Text extract
--*--

The couple returns home. Laurie’s friend is there with some food that she prepared for the family. After talking to her friend, Laurie comes inside and throws the food away. She tells Andy and Jacob that her friend’s husband does not want her (Laurie’s friend) to see Laurie again.

On the other hand, Leonard Patz stares at another teenage boy. Sarah calls Duffy and tells her that she has some information to share. Laurie paints over the spray-painted words on the wall.

Defending Jacob Episode 3 Review:

The third episode of ‘Defending Jacob’ finally picks up pace, something that the show has been severely lacking. More importantly, the episode provides some much-needed direction and what appears to be a compelling central theme: the murder gene. The episode is not completely flawless but manages to keep one hooked to the screen.

--*--

Data listing
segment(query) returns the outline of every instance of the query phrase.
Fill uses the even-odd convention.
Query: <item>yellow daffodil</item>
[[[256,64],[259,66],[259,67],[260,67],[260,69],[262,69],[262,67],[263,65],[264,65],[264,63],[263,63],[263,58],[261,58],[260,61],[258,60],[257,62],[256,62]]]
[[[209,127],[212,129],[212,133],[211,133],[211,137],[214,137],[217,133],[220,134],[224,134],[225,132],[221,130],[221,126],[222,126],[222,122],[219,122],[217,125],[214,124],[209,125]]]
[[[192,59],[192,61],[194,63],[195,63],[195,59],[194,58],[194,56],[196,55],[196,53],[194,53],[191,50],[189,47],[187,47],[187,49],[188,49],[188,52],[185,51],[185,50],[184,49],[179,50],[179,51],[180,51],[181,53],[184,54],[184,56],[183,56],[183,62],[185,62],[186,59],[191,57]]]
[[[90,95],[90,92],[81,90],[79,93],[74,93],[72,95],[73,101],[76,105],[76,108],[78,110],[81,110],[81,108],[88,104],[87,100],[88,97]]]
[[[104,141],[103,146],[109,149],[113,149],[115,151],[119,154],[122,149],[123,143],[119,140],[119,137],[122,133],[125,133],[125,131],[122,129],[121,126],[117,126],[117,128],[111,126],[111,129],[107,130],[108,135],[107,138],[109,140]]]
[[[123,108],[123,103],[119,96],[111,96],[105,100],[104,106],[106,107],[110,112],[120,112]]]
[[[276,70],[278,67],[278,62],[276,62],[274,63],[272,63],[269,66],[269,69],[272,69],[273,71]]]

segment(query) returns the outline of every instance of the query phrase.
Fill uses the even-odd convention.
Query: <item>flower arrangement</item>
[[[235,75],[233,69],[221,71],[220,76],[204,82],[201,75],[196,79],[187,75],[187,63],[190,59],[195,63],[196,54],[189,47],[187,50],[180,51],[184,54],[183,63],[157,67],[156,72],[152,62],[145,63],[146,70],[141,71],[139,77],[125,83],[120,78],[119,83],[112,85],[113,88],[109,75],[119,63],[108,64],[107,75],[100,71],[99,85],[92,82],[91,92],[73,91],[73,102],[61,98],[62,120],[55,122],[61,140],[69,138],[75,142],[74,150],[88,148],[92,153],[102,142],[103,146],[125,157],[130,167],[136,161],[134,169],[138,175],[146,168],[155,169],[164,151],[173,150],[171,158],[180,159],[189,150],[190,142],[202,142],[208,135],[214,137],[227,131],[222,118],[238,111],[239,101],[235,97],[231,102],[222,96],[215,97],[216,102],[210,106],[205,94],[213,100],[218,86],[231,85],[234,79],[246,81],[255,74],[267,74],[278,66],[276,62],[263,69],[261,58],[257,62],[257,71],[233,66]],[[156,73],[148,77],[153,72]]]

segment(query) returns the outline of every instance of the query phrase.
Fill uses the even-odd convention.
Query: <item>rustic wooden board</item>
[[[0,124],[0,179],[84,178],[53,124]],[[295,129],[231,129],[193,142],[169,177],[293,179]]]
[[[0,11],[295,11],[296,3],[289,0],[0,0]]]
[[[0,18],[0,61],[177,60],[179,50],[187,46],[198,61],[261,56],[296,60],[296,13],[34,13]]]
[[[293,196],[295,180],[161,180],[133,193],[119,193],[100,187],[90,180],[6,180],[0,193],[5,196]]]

--*--

Write out the passage of the Defending Jacob recap from "Defending Jacob Episode" up to and including "to the screen.".

Problem solution
Defending Jacob Episode 3 Review:

The third episode of ‘Defending Jacob’ finally picks up pace, something that the show has been severely lacking. More importantly, the episode provides some much-needed direction and what appears to be a compelling central theme: the murder gene. The episode is not completely flawless but manages to keep one hooked to the screen.